Work instructions: Format every line of the material below as a JSON list of strings, one string per line, leaving out any blank lines.

-- Material for this task start --

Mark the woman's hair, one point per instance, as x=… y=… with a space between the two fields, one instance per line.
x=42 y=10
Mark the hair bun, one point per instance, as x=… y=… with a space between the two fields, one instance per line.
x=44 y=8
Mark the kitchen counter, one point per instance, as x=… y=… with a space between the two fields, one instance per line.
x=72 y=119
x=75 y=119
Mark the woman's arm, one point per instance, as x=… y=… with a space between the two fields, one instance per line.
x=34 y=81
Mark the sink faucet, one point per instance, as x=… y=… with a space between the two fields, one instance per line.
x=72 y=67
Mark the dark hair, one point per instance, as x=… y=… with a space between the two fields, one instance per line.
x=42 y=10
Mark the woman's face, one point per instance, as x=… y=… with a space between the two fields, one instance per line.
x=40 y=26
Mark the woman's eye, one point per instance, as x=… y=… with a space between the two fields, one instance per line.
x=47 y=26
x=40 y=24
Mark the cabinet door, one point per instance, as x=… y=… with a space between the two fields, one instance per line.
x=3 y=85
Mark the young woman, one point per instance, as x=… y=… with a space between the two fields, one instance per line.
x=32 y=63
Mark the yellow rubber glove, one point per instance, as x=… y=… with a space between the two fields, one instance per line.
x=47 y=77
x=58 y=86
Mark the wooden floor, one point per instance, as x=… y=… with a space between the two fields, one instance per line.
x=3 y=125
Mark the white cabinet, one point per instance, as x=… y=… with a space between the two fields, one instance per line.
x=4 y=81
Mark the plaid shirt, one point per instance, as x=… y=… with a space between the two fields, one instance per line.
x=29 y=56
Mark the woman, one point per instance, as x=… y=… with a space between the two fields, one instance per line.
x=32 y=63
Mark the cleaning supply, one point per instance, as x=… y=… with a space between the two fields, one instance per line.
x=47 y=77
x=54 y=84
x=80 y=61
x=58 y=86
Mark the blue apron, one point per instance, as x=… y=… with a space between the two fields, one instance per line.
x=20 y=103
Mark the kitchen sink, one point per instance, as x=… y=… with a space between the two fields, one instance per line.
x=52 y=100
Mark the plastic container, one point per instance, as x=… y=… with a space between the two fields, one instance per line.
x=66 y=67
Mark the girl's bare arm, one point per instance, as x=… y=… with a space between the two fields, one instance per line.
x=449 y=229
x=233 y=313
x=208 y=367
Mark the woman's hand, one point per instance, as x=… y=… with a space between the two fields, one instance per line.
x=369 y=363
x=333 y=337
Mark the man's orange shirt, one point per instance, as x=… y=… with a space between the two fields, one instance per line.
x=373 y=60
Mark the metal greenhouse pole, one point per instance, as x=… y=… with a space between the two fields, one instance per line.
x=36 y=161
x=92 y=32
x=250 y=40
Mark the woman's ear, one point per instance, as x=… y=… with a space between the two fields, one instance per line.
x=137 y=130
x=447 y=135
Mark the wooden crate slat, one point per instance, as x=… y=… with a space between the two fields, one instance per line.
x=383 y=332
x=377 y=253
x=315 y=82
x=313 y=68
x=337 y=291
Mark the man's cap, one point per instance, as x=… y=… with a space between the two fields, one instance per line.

-- Material for this task end --

Final answer:
[
  "Mark the woman's hair, one point per instance, as x=… y=… with a space between the two fields, one instance per line.",
  "x=42 y=10",
  "Mark the hair bun, one point per instance, as x=… y=… with a space between the two fields, one instance per line.",
  "x=44 y=8",
  "Mark the kitchen counter, one point per instance, as x=… y=… with a space between the two fields, one instance per line.",
  "x=72 y=119",
  "x=75 y=119",
  "Mark the woman's arm, one point per instance, as x=… y=… with a space between the two fields, one instance per line.",
  "x=34 y=81",
  "Mark the sink faucet, one point per instance, as x=… y=… with a space between the two fields, one instance per line.",
  "x=72 y=67",
  "Mark the dark hair, one point per instance, as x=… y=… with a space between the two fields, one instance per line.",
  "x=42 y=10",
  "Mark the woman's face, one point per instance, as x=… y=… with a space between the two fields, one instance per line.",
  "x=40 y=26",
  "Mark the woman's eye, one point per instance, as x=… y=… with a space between the two fields, one instance per line.",
  "x=47 y=26",
  "x=40 y=24",
  "Mark the cabinet door, one point per instance, as x=… y=… with a space between the two fields, one instance per line.",
  "x=3 y=85",
  "Mark the young woman, one point per instance, as x=… y=… with a space between the two fields, one instance per line.",
  "x=32 y=63",
  "Mark the yellow rubber glove, one point per instance, as x=… y=… with a space between the two fields, one instance per line.",
  "x=47 y=77",
  "x=58 y=86",
  "Mark the wooden floor, one point per instance, as x=… y=… with a space between the two fields, one instance per line.",
  "x=3 y=125",
  "Mark the white cabinet, one point per instance, as x=… y=… with a space between the two fields, one instance per line.",
  "x=4 y=81",
  "Mark the plaid shirt, one point per instance, as x=… y=… with a space between the two fields, one instance per line.",
  "x=29 y=56",
  "Mark the woman, one point per instance, as x=… y=… with a space between the two fields, one instance per line.",
  "x=32 y=63",
  "Mark the cleaning supply, one point per instance, as x=… y=… with a space between the two fields, one instance per line.",
  "x=47 y=77",
  "x=54 y=84",
  "x=80 y=61",
  "x=58 y=86",
  "Mark the blue apron, one point per instance, as x=… y=… with a space between the two fields, one instance per line.",
  "x=20 y=103",
  "Mark the kitchen sink, one point per instance, as x=… y=… with a space between the two fields, one instance per line.",
  "x=52 y=100",
  "Mark the plastic container, one point per instance, as x=… y=… with a space between the two fields, one instance per line.",
  "x=66 y=67",
  "Mark the girl's bare arm, one point per instance, as x=… y=… with a space between the two fields, one instance per line.",
  "x=449 y=229",
  "x=233 y=313",
  "x=208 y=367",
  "Mark the woman's hand, one point per instance, as x=… y=… with a space between the two fields, one instance per line.",
  "x=369 y=363",
  "x=333 y=337",
  "Mark the man's orange shirt, one point per instance, as x=… y=… with a space between the two fields, one instance per line.",
  "x=373 y=60",
  "Mark the metal greenhouse pole, one point per instance, as x=… y=… with a space between the two fields, one instance per line.",
  "x=36 y=161",
  "x=92 y=32",
  "x=250 y=40",
  "Mark the woman's ear, one point per instance, as x=… y=… with a space between the two fields, one instance per line.",
  "x=137 y=130",
  "x=447 y=135",
  "Mark the wooden crate slat, one point per instance, as x=… y=… with a space between the two fields, one instance per line.",
  "x=383 y=332",
  "x=377 y=253",
  "x=315 y=82",
  "x=313 y=68",
  "x=337 y=291",
  "Mark the man's cap, one point per instance, as x=… y=… with a space between the two fields, one instance per line."
]